▶ _Zorunlu görev 1_:
Dava metnine göre şu soruları yanıtlayın:
(a) Kesin kabul tutanağı hangi tarihte onaylanmıştır?
(b) Teminat mektupları, davalı iş sahibinin hangi tarihli yazısıyla banka şubesine iade edilmiştir?
(c) Davalının davacı hakkında açtığı alacak davasının reddine ilişkin karar hangi tarihte kesinleşmiştir?

Dava; sözleşme kapasımda verilen teminat mektuplarının zamanında iade edilmemesi nedeniyle ödenen banka komisyon bedellerinin tahsili ile manevi tazminat talebine ilişkindir.
Taraflar arasında … Konutları Teknik Altyapı Tesisi İnşaatı işine ilişkin imzalanan sözleşmenin kesin kabulünün 06-08.07.2004 tarihinde yapıldığı ve kesin kabul tutanağının 15.07.2004 tarihinde onaylandığı, sözleşme gereğince davacı yüklenici tarafından davalıya verilen teminat mektuplarının ise davalı iş sahibinin 21.07.2017 tarihli yazısı ile banka şubesine iade edildiği anlaşılmaktadır.
Davacı yan, taraflar arasında imzalanan sözleşme gereğince edimlerini yerine getirdiklerini, işin kesin kabulü yapılarak onaylandığını, ancak teminat mektuplarının zamanında iade edilmediğini belirterek kesin kabul tarihinden sonra bankaya ödenen komisyon bedellerinden davalının sorumlu olduğunu iddia etmiş, davalı yan ise taraflar arasındaki sözleşmeye konu işe ilişkin teftiş raporu kapsamında davacı hakkında açmış oldukları alacak davasının reddine ilişkin kararın 19.06.2017 tarihinde kesinleştiğini, davacı talebi ile teminat mektuplarının iade edildiğini, Yapım İşleri Genel Şartnamesi hükümleri gereğince komisyon tutarlarından sorumlu olmadıklarını savunmuştur.

[Ham kayıtlar]
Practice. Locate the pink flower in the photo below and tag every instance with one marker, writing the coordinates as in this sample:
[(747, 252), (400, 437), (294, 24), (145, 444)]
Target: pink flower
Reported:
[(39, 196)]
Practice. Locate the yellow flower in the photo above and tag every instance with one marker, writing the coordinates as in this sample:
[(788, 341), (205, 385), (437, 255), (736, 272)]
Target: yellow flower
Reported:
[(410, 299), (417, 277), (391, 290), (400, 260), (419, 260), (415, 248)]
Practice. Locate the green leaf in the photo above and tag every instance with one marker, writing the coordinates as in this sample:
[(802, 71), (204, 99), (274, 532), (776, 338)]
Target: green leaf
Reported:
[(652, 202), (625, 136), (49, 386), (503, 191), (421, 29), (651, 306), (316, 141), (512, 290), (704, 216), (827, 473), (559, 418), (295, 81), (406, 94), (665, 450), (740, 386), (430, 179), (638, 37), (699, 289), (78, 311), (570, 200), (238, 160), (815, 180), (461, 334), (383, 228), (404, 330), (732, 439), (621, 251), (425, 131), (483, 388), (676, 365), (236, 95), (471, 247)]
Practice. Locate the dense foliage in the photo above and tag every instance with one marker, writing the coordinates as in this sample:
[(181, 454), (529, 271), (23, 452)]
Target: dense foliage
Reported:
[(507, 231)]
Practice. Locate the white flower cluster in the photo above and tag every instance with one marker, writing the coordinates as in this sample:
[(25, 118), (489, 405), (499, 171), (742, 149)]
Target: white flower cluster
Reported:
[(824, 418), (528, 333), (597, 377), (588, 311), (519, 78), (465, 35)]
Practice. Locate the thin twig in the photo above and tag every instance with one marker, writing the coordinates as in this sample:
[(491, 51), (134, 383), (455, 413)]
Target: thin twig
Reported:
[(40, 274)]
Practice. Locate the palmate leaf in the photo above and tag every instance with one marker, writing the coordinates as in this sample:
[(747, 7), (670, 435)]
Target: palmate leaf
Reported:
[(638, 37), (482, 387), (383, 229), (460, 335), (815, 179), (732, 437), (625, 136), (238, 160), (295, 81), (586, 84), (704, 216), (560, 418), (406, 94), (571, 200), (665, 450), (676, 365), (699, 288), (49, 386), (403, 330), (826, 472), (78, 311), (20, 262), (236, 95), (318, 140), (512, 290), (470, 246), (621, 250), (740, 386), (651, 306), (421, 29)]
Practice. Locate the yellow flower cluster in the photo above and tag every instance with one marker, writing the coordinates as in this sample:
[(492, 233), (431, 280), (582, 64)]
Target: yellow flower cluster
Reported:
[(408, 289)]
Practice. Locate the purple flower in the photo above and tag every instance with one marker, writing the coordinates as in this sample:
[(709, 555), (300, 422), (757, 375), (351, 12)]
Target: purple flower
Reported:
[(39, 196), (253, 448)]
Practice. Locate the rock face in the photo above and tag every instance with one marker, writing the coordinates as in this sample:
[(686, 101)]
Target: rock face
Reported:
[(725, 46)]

▶ _Zorunlu görev 2_: Kayıtlarda "Practice. Locate the thin" ifadesini içeren satırdan kayıtların sonuna kadar uzanan bölümü, iki uç da dahil olmak üzere, satırları hiç değiştirmeden verin.

▶ _Yazılı yanıt 1_:
(a) 15.07.2004
(b) 21.07.2017
(c) 19.06.2017

▶ _Yazılı yanıt 2_:
Practice. Locate the thin twig in the photo above and tag every instance with one marker, writing the coordinates as in this sample:
[(491, 51), (134, 383), (455, 413)]
Target: thin twig
Reported:
[(40, 274)]
Practice. Locate the palmate leaf in the photo above and tag every instance with one marker, writing the coordinates as in this sample:
[(747, 7), (670, 435)]
Target: palmate leaf
Reported:
[(638, 37), (482, 387), (383, 229), (460, 335), (815, 179), (732, 437), (625, 136), (238, 160), (295, 81), (586, 84), (704, 216), (560, 418), (406, 94), (571, 200), (665, 450), (676, 365), (699, 288), (49, 386), (403, 330), (826, 472), (78, 311), (20, 262), (236, 95), (318, 140), (512, 290), (470, 246), (621, 250), (740, 386), (651, 306), (421, 29)]
Practice. Locate the yellow flower cluster in the photo above and tag every instance with one marker, writing the coordinates as in this sample:
[(492, 233), (431, 280), (582, 64)]
Target: yellow flower cluster
Reported:
[(408, 289)]
Practice. Locate the purple flower in the photo above and tag every instance with one marker, writing the coordinates as in this sample:
[(709, 555), (300, 422), (757, 375), (351, 12)]
Target: purple flower
Reported:
[(39, 196), (253, 448)]
Practice. Locate the rock face in the photo above and tag every instance with one marker, writing the coordinates as in this sample:
[(686, 101)]
Target: rock face
Reported:
[(725, 46)]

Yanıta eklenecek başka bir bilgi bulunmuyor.